20.08.09. Каневский В. А.
Заметки о художниках Масловки. (Москва. 2004 г.)
Владимир Аминадавович Каневский, художник, автор биографических очерков об отце - известном советском графике Аминадаве Каневском и художниках его времени. Москва. 2004 г.
Аминадав Каневский.
'О художниках Масловки мне говорить трудно. Может, я даже права на это не имею: они были друзьями моего отца, Аминадава Каневского. Когда его не стало, часть их теплых чувств перешла на меня. Они показывали мне свои работы - так же, как раньше показывали отцу. Они все были очень, очень талантливые люди и при этом уважали друг друга за талант. Среди художников Масловки были и функционеры, и те, кто не пробился, - но, видимо, институтская молодость их скрепляла. Многие преподавали; мой отец, например, учился у Кардовского, Куприянова и Фаворского, а потом преподавал вместе с Фаворским. Возрастных барьеров я не помню; сюда разные люди попадали. А история Мурзилки описана много раз. Был журнал, который выходил десять или двенадцать лет, а главного персонажа все не было - как не было его, допустим, у журнала 'Советская женщина'. У отца в журнале 'Пионер' был герой, который назывался Тут-Итам. А для журнала 'Мурзилка' он придумал смешную невозможную помесь цыпленка и медвежонка. У него непременно был фотоаппарат, и он назывался корреспондент Мурзилка. Вместо клюва сейчас почему-то рисуют рот, это неправильно - желтый цвет и клюв у него были все-таки от цыпленка; когда его стали рисовать другие, отец очень обращал на это внимание. На Масловке начинался и отцовский черно-белый вариант иллюстраций к 'Золотому ключику', а потом, уже после смерти Алексея Толстого, он принялся рисовать его в цвете. Все оригиналы цветных иллюстраций находятся сейчас в Третьяковке, а черно-белые - в Пушкинском музее. Здесь Каневским сделан весь Гоголь, весь Носов, весь Маршак - 'Вакса-Клякса' и 'Кошкин дом' тоже в Третьяковке. И многочисленные рисунки для журнала 'Крокодил' сделаны на Масловке - отец проработал здесь сорок лет. Я и сам здесь уже около тридцати'.

• Задание A:
Выпишите из текста о художниках Масловки отрывок от «20.08.09. Каневский В.» до «Аминадав Каневский.» включительно.
• Задание B:
Где, согласно тексту о художниках Масловки, сейчас находятся оригиналы цветных иллюстраций к «Золотому ключику»?

• Записанные данные:
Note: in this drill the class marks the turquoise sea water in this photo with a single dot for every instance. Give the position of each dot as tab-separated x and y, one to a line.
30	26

• Правильный ответ A:
20.08.09. Каневский В. А.
Заметки о художниках Масловки. (Москва. 2004 г.)
Владимир Аминадавович Каневский, художник, автор биографических очерков об отце - известном советском графике Аминадаве Каневском и художниках его времени. Москва. 2004 г.
Аминадав Каневский.

• Правильный ответ B:
В Третьяковке.